▸ **Your assignment**: Decide whether each statement below agrees with the text passage on the cancer seminar, answering yes or no and quoting the deciding words. (a) The seminar took place in Abuja. (b) The seminar was in its first edition. (c) The WHO Country Representative said 40 percent of cancer deaths can be forestalled through early detection.

▸ **Text passage**:
- - - -
Organisation of Islamic Cooperation (OIC) has urged African countries to identify and preserve the knowledge of traditional medicine and employ it in cancer treatment.
The organisation’s assistant secretary general for Economic Affairs, Science and Technology Dr Ahmad Sengendo, made the call in Abuja at the High Level Regional Seminar on Promoting Cancer Awareness and Advocay Programmes in OIC Member States.
The third edition of the seminar, hosted by the First Lady, Sen. Oluremi Tinubu, has “Innovative Approaches to Cancer and Early detection” as its theme.
Segwendo said there is need to identify and preserve available indigenous knowledge and plant species available in Africa and to use them in the treatment of cancer.
This, he said, would go a long way in helping the continent to manage the scourge of the disease and lift Africa, which is part of Low-Middle-Income Countries (LMICs) mostly affected by the disease.
The World Health Organisation (WHO) Country Representative, Dr Walter Mulombo, said “it is hightime Africa starts taking cancer seriously, as well as other killer diseases such as AIDS, Malaria and Tuberculosis.”
He added that “cancer is preventable and 40 percent of cancer deaths can be forestalled through early detection.
“The current situation demands deliberate and coordinated action and according to available statistics, the statistics is expected to rise by 21.4 million and an estimated 13.2 million people will die of the disease by 2030.
- - - -
(Region pointing data)
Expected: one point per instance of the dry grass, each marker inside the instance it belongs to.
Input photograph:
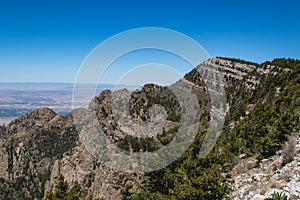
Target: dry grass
(263, 189)
(276, 185)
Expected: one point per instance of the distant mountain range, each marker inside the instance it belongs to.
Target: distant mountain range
(42, 155)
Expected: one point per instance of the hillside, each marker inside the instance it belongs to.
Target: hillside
(42, 155)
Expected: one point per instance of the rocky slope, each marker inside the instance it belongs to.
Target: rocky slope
(40, 146)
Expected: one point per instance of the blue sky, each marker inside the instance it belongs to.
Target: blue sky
(46, 41)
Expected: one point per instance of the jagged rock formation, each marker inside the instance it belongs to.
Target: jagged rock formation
(39, 146)
(263, 178)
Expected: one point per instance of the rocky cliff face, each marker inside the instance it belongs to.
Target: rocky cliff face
(40, 146)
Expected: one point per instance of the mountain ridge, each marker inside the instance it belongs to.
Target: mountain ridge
(248, 87)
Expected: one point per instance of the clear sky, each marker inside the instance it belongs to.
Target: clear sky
(46, 41)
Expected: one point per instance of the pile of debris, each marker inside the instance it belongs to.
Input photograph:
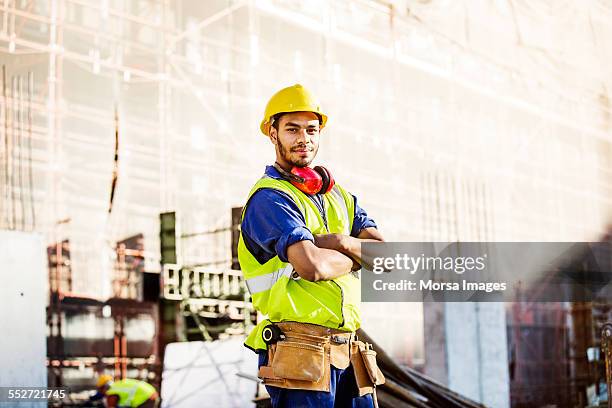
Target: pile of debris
(409, 388)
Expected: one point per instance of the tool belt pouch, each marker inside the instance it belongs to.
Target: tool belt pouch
(298, 363)
(367, 373)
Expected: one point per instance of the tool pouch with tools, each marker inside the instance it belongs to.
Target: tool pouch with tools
(302, 359)
(367, 373)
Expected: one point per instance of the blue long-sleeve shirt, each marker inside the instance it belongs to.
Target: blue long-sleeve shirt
(272, 222)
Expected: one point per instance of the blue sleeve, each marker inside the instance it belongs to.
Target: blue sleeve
(361, 220)
(272, 222)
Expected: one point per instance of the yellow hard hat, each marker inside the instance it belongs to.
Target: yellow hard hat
(103, 380)
(294, 98)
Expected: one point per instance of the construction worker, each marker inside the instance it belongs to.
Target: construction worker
(300, 250)
(126, 393)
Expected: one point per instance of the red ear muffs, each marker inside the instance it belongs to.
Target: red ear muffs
(308, 180)
(327, 178)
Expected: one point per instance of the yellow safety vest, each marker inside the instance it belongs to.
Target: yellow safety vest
(279, 293)
(132, 393)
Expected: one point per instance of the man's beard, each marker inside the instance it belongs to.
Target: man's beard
(287, 156)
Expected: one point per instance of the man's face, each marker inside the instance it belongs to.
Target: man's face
(297, 139)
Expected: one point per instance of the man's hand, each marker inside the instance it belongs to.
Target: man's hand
(350, 246)
(317, 264)
(336, 242)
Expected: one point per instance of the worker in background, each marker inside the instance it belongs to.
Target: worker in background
(300, 252)
(126, 393)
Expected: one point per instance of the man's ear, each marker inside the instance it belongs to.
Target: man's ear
(273, 134)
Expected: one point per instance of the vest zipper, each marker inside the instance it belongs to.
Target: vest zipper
(321, 210)
(324, 217)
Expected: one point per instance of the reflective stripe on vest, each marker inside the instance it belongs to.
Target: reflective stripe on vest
(265, 282)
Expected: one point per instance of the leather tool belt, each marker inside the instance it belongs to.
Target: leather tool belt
(303, 358)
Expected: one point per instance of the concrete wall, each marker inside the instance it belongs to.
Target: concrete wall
(466, 349)
(22, 312)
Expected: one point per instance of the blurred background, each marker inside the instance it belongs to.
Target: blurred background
(129, 142)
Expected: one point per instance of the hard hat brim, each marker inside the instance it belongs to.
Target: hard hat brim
(265, 124)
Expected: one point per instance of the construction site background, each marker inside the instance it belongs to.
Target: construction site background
(450, 120)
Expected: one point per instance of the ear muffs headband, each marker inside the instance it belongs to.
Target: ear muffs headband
(308, 180)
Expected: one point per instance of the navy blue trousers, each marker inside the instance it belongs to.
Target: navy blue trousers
(343, 392)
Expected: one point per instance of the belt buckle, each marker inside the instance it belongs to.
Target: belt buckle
(339, 339)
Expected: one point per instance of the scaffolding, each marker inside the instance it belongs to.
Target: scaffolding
(468, 121)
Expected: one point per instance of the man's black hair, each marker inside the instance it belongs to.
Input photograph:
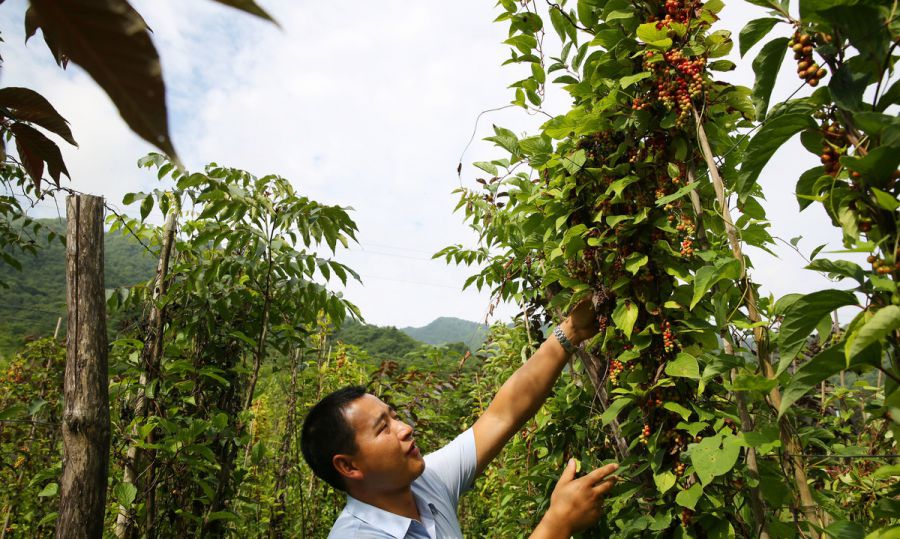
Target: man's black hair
(326, 433)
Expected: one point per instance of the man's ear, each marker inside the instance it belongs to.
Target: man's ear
(346, 467)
- - - -
▸ **Result below**:
(a) Yes: "made the call in Abuja at the High Level Regional Seminar on Promoting Cancer Awareness and Advocay Programmes in OIC Member States."
(b) No: "The third edition of the seminar"
(c) Yes: "40 percent of cancer deaths can be forestalled through early detection."